Referring expression data

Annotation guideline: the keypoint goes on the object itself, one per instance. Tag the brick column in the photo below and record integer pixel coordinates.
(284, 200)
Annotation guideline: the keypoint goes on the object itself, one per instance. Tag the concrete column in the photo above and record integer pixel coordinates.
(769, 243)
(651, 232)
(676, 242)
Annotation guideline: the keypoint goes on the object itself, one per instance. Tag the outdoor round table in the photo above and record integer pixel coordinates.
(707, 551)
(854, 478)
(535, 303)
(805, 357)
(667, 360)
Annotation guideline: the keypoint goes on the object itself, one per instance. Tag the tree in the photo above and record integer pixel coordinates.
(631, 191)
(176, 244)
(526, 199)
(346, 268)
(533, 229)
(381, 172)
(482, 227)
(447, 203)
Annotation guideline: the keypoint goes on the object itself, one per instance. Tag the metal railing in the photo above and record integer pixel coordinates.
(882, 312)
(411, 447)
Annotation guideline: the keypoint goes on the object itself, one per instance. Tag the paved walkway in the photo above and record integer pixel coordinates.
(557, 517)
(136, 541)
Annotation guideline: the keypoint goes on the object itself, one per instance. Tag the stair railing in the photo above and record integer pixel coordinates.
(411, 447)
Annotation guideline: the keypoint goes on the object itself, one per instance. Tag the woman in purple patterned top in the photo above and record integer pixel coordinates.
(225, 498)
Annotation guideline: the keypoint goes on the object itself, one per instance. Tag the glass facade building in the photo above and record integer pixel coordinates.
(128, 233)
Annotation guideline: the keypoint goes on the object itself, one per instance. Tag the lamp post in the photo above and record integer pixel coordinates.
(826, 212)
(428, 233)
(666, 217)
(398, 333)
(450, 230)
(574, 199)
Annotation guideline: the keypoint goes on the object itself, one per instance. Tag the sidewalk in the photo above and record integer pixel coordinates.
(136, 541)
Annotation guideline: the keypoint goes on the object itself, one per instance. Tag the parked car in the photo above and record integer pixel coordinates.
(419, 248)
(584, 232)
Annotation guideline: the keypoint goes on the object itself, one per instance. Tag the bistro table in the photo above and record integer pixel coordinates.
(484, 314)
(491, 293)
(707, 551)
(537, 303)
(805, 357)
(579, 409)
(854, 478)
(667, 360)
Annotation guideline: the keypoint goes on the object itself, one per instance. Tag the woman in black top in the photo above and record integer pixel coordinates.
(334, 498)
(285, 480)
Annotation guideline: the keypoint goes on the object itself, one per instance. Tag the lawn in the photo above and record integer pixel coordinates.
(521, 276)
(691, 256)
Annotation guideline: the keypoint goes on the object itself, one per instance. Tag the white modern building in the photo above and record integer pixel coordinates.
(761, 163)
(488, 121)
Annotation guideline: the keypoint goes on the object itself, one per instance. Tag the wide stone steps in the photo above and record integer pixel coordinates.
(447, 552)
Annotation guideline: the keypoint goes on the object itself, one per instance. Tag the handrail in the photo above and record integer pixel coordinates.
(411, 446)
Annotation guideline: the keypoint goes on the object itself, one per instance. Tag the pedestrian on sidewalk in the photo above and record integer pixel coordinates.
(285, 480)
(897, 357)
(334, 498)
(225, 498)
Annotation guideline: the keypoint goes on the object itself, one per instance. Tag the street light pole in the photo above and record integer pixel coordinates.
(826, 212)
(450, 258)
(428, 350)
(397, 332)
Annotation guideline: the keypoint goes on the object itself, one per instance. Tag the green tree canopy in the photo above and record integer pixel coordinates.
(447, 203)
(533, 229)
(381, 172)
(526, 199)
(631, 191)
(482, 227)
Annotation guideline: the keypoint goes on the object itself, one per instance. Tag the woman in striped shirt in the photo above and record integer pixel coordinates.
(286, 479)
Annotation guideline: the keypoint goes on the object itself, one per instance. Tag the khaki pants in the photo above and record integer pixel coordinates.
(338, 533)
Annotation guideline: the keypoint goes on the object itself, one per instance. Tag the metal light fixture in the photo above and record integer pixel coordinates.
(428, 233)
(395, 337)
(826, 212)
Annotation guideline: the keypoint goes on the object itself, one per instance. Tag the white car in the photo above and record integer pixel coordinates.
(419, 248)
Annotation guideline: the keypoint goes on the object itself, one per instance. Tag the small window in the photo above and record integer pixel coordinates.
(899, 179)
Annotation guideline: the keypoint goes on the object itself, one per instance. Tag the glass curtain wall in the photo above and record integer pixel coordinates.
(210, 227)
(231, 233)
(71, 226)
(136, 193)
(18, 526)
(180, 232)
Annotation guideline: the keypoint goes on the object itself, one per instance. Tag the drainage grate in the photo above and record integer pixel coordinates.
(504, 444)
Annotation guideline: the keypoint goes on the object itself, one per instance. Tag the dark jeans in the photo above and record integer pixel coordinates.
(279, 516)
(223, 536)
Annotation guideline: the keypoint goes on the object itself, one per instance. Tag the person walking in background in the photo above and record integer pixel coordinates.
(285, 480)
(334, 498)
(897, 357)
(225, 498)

### [EXERCISE GOAL]
The entries must all be transcribed exactly.

### [ANSWER BOX]
Annotation guideline: the keypoint goes on the object itself, one per instance. Tag the brick column in the photo below and record integer pixel coordinates.
(284, 200)
Annotation guideline: the keypoint goes on the object itself, one per instance. Tag the concrete column in the photo above and record integer pixel coordinates.
(769, 243)
(651, 232)
(676, 242)
Annotation guideline: the keypoint goes on the object itself, one per instance. Tag the outdoor round table in the photo above and record integer pixel coordinates.
(707, 551)
(854, 478)
(535, 303)
(805, 357)
(667, 360)
Annotation guideline: the keypoint goes on the object itself, one per instance. Tag the tree in the photo above and record integer pixel coordinates.
(631, 191)
(176, 244)
(526, 199)
(346, 268)
(533, 229)
(381, 172)
(482, 227)
(447, 203)
Annotation guideline: the keypoint goes on the object itself, one per instance. Tag the metal railing in the photo above and record integer pixel coordinates.
(882, 312)
(411, 447)
Annotation guideline: the keypoint goes on the object itself, one per instance. Tag the paved walkway in the photo above and record integer pixel coordinates.
(557, 517)
(136, 541)
Annotation guideline: the keypoint goes on the object itself, one per instance. Tag the stair railing in the photo above and record integer pixel coordinates.
(411, 447)
Annotation guideline: the keypoint goes on the object itself, one per instance. Tag the woman in purple patterned top in the photo above and record integer pixel coordinates.
(225, 498)
Annotation guideline: the keypoint goes on the object itself, one per instance. Tag the glass facade building in the photo above and record integer pixel coordinates.
(128, 233)
Annotation guideline: the keypoint goes on the object itself, one per instance. Tag the lamp post in the photo above and record integer pixel coordinates.
(826, 212)
(428, 233)
(666, 217)
(398, 333)
(450, 230)
(574, 199)
Annotation guideline: the keypoint goes on the object itself, one per instance. Tag the sidewalk in the photo above and record integer pixel coordinates.
(136, 541)
Annotation guideline: the keypoint goes on the object itself, one per instance. Tag the parked car in the photo above and record integer pixel coordinates.
(419, 248)
(584, 232)
Annotation guideline: the keypoint goes on the object itself, one per instance. Tag the bistro table in the photo above and record integer pixel coordinates.
(484, 314)
(491, 293)
(707, 551)
(537, 303)
(805, 357)
(579, 409)
(854, 478)
(667, 360)
Annotation guideline: the keypoint goes on the object itself, one per instance. Tag the woman in black top in the photo above and record integer pixel coordinates.
(334, 498)
(285, 480)
Annotation guideline: the keypoint goes on the object itself, one per instance. Tag the lawn in the photo above and record integer pixel coordinates.
(521, 276)
(691, 256)
Annotation guideline: the keypoint goes on the object itself, one per instance. Tag the white modern building in the photo above and record integer pixel coordinates.
(761, 163)
(488, 121)
Annotation guideline: the keypoint goes on the object itself, one per instance. Tag the wide stone steps in the photo above and record integer pixel coordinates.
(447, 552)
Annotation guideline: the keypoint goes on the object itself, one per instance. Tag the handrail in the photo above and record integer pixel coordinates.
(411, 446)
Annotation guideline: the keypoint goes on the object itself, one per instance. Tag the pedestrian on sidewalk in the photo above and record integer pixel coordinates.
(285, 480)
(897, 357)
(334, 498)
(225, 498)
Annotation guideline: the keypoint goes on the object itself, one per instance. Tag the street light pole in the photo above and record integer pixel coordinates.
(826, 212)
(450, 258)
(428, 350)
(397, 332)
Annotation guideline: the keypoint goes on the object itself, one per instance. Tag the green tree canopy in the photo above and record integer pixel coordinates.
(447, 203)
(533, 229)
(381, 172)
(526, 199)
(631, 191)
(482, 227)
Annotation guideline: the keypoint goes on the object itself, one per instance. Tag the woman in striped shirt in the photo above and record integer pixel coordinates.
(286, 479)
Annotation guideline: the keypoint goes on the object itself, one per instance. Tag the khaki pants in the photo above and record integer pixel coordinates.
(338, 533)
Annotation guideline: the keypoint goes on the object itself, one per instance. Tag the metal light fixture in the photo above and record integer pixel coordinates.
(428, 233)
(395, 337)
(826, 212)
Annotation guideline: the keypoint goes on the object itself, one per instance. Tag the white car in the photo above and record integer pixel coordinates.
(419, 248)
Annotation guideline: the keypoint goes on the object itself, one per instance. Tag the small window in the photo above and record integer pixel coordinates.
(899, 179)
Annotation guideline: the keypoint goes on the object itself, one per instance. Tag the glass curtain wall in the photo above and record integer pixel coordinates.
(210, 227)
(231, 233)
(71, 226)
(136, 193)
(18, 526)
(180, 232)
Annotation guideline: the keypoint goes on the object itself, one per instance. Tag the drainage grate in the photo above and record integer pixel coordinates.
(504, 444)
Annotation guideline: the keypoint goes on the object itself, one per instance. Tag the dark jeans in the photo above and record integer pixel coordinates.
(279, 516)
(223, 536)
Annotation guideline: the keypoint goes on the object itself, one per instance. Tag the person walking in background in the photo above and record integer pixel coordinates.
(285, 480)
(334, 498)
(897, 357)
(225, 498)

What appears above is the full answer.